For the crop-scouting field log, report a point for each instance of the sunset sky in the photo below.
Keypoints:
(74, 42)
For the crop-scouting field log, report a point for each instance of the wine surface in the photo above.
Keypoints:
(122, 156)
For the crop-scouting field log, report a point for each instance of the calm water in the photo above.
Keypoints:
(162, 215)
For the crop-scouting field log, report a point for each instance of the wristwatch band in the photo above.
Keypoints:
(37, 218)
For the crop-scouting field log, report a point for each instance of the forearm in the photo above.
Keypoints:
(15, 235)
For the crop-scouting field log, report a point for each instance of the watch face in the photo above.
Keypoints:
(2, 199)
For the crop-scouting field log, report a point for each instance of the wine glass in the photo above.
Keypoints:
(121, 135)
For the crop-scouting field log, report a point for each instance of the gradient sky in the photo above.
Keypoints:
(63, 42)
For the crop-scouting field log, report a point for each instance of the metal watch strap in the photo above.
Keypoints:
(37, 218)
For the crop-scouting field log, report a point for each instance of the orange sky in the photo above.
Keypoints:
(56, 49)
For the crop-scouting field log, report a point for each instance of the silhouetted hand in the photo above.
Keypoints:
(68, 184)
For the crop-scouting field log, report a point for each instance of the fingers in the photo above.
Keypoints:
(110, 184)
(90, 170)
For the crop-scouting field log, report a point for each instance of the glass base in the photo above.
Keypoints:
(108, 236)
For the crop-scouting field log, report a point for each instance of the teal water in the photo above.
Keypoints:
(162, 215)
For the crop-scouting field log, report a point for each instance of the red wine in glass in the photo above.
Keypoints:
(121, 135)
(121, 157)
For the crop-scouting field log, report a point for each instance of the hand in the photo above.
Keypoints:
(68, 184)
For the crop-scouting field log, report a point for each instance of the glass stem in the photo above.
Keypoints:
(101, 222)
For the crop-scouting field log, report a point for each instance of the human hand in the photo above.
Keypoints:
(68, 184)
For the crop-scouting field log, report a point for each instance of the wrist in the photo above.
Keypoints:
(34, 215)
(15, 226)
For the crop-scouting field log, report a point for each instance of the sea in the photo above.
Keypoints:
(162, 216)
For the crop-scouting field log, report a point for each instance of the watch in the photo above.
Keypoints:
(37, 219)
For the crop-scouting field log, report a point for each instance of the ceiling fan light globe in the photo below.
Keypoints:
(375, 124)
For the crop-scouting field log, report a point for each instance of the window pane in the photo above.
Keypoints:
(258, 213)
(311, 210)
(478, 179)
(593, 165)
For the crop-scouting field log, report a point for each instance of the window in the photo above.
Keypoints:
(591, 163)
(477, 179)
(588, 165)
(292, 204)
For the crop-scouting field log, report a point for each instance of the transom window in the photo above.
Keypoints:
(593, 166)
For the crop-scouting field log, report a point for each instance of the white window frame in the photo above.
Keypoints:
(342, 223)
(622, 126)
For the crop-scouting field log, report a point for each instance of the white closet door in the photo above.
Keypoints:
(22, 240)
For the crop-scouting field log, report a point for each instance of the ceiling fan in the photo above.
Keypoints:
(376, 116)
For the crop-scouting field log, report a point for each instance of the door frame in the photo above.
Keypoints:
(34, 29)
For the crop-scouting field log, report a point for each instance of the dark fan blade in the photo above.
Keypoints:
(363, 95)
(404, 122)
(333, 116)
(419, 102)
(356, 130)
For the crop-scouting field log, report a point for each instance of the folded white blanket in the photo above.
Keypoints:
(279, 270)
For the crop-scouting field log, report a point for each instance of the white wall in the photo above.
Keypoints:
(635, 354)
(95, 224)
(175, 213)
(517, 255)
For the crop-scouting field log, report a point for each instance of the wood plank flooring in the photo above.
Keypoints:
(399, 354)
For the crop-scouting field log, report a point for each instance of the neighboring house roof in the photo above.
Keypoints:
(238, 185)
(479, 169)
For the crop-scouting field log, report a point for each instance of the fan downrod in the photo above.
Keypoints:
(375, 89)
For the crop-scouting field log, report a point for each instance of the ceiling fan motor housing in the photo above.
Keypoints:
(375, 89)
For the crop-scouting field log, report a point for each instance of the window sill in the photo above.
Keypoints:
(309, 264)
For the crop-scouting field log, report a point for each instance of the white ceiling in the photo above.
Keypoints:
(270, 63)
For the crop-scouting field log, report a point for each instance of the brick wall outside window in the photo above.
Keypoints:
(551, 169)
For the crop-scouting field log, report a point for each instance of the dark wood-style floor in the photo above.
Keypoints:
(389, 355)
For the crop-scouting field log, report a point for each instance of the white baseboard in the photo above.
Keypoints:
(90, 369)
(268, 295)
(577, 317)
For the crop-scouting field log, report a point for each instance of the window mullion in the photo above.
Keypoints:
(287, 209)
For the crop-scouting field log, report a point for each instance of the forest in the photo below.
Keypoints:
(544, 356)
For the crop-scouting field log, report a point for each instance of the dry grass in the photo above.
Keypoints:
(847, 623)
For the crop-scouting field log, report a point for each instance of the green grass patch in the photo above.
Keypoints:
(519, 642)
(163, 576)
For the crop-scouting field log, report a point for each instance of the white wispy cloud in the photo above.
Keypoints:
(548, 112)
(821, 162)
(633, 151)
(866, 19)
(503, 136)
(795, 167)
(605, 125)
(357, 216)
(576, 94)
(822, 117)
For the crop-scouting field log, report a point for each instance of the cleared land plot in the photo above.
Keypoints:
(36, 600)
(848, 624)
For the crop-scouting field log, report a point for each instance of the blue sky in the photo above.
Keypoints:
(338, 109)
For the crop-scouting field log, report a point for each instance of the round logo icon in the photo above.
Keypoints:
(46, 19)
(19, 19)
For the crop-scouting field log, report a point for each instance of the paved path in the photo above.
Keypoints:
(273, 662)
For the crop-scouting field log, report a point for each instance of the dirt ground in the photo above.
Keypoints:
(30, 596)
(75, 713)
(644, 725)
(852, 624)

+-------+

Exercise: Retype the records above in full, with no differences.

Solved exercise:
For the crop-scouting field log, report a point for each instance of the sunset sky in the photo below.
Keypoints:
(74, 42)
For the crop-scouting field log, report a point for each instance of the wine surface in the photo above.
Keypoints:
(122, 156)
For the crop-scouting field log, report a point for each instance of the calm water in the photo above.
Keypoints:
(162, 215)
For the crop-scouting field log, report a point for each instance of the wristwatch band in the photo above.
Keypoints:
(37, 218)
For the crop-scouting field log, report a point for each instance of the forearm in the photo above.
Keypoints:
(15, 235)
For the crop-scouting field log, report a point for each instance of the watch face in the photo above.
Keypoints:
(2, 199)
For the crop-scouting field log, report a point for each instance of the wine glass in the photo above.
Keypoints:
(121, 135)
For the crop-scouting field log, report a point for each instance of the gradient sky in the photo above.
Keypoints:
(63, 42)
For the crop-scouting field log, report a point for each instance of the metal watch strap in the photo above.
Keypoints:
(37, 218)
For the crop-scouting field log, report a point for each instance of the orange sky in the photo above.
Keypoints:
(56, 49)
For the crop-scouting field log, report a point for each instance of the silhouetted hand in the photo above.
Keypoints:
(68, 184)
For the crop-scouting field log, report a point for each instance of the fingers in the photo above.
Keypoints:
(110, 184)
(90, 170)
For the crop-scouting field log, report a point for each instance of the glass base in the photo above.
Keypoints:
(108, 236)
For the crop-scouting field log, report a point for each instance of the teal water in the photo above.
Keypoints:
(162, 215)
For the crop-scouting field log, report a point for each instance of the red wine in glass in the photo above.
Keypoints:
(121, 135)
(121, 157)
For the crop-scouting field log, report a point for each instance of the hand in the photo above.
Keypoints:
(68, 184)
For the crop-scouting field log, report a point for each instance of the glass stem in the photo above.
Keypoints:
(101, 222)
For the crop-scouting field log, report a point for each instance of the human hand in the photo above.
Keypoints:
(68, 184)
For the crop-scouting field log, report a point for each instance of the wrist in the photo above.
Keypoints:
(34, 215)
(15, 226)
For the crop-scouting field log, report a point for each instance of the sea in the photo above.
Keypoints:
(162, 216)
For the crop-scouting field log, report a point for each instance of the watch in the photo above.
Keypoints:
(37, 219)
For the crop-scouting field log, report a point for each instance of the ceiling fan light globe in the photo below.
Keypoints:
(375, 124)
For the crop-scouting field log, report a point for each instance of the window pane in the photo above.
Keypoints:
(258, 213)
(311, 210)
(478, 179)
(593, 165)
For the crop-scouting field log, report a point for each instance of the window in the photo above.
Keypoints:
(591, 163)
(477, 179)
(588, 165)
(292, 204)
For the crop-scouting field log, report a point for each instance of the transom window in the photo above.
Keypoints:
(593, 166)
For the crop-scouting field log, report a point for each instance of the white window frame in the photo above.
Keypoints:
(342, 223)
(622, 126)
For the crop-scouting field log, report a point for each instance of the white closet door in the photo above.
Keypoints:
(22, 240)
For the crop-scouting field log, report a point for each instance of the ceiling fan in the photo above.
Keypoints:
(376, 116)
For the crop-scouting field log, report a point for each instance of the door frame in the photo above.
Keypoints:
(34, 29)
For the crop-scouting field log, report a point for each instance of the dark fan blade in the photo above.
Keypoints:
(363, 95)
(404, 122)
(333, 116)
(419, 102)
(356, 130)
For the crop-scouting field log, report a point for each instance of the folded white blanket in the photo above.
Keypoints:
(279, 270)
For the crop-scouting field log, report a point for each instance of the white wall in the photo above.
Keypoints:
(635, 354)
(95, 224)
(175, 213)
(517, 255)
For the crop-scouting field log, report a point for each instance of the wood plank flooring in the photo above.
Keypoints:
(399, 354)
For the crop-scouting field log, report a point for each instance of the neighboring house roof in the photo above.
Keypoints:
(238, 185)
(479, 169)
For the crop-scouting field log, report a point for each instance of the fan downrod in the photo above.
Keypoints:
(375, 89)
For the crop-scouting field log, report a point for each instance of the ceiling fan motor housing in the photo above.
Keypoints:
(375, 89)
For the crop-scouting field log, report a point for each instance of the window sill in the photo above.
Keypoints:
(309, 264)
For the crop-scouting field log, report a point for each instance of the white ceiling in the photo above.
Keypoints:
(270, 63)
For the crop-scouting field log, report a point for each instance of the brick wall outside window in the photo above.
Keypoints:
(551, 169)
For the crop-scouting field log, report a point for each instance of the dark wood-style floor in the photo above.
Keypoints:
(389, 355)
For the crop-scouting field log, report a point for each instance of the white baseboard in the photo above.
Keypoints:
(90, 369)
(268, 295)
(577, 317)
For the crop-scouting field log, report a point for each instance of the window mullion in the photo above.
Keypoints:
(287, 209)
For the crop-scouting field log, report a point for each instance of the forest in the photo below.
Keypoints:
(544, 356)
For the crop-scouting field log, report a point for each instance of the dry grass in the photo above.
Keypoints:
(847, 623)
For the crop-scouting field log, report a point for each instance of the green grass patch in the photo above.
Keypoints:
(519, 642)
(163, 576)
For the crop-scouting field log, report a point for each instance of the white wispy cloud in the photo above.
Keypoints:
(548, 112)
(821, 162)
(633, 151)
(866, 19)
(503, 136)
(795, 167)
(605, 125)
(357, 216)
(576, 94)
(822, 117)
For the crop-scouting field log, report a point for each instance of the cleared land plot in the photo above.
Keypoints:
(36, 600)
(848, 624)
For the crop-scouting field log, report a point for each instance of the blue sky in the photo above.
Keypoints:
(338, 109)
For the crop-scouting field log, report a point for each instance of the round logo icon in the photo above.
Keypoints:
(46, 19)
(19, 19)
For the crop-scouting field log, report a point for each instance of the paved path in the photo above.
Keypoints:
(273, 662)
For the crop-scouting field log, report a point for each instance of the dirt ground in the photo above.
Keypoints:
(30, 596)
(75, 713)
(644, 725)
(852, 624)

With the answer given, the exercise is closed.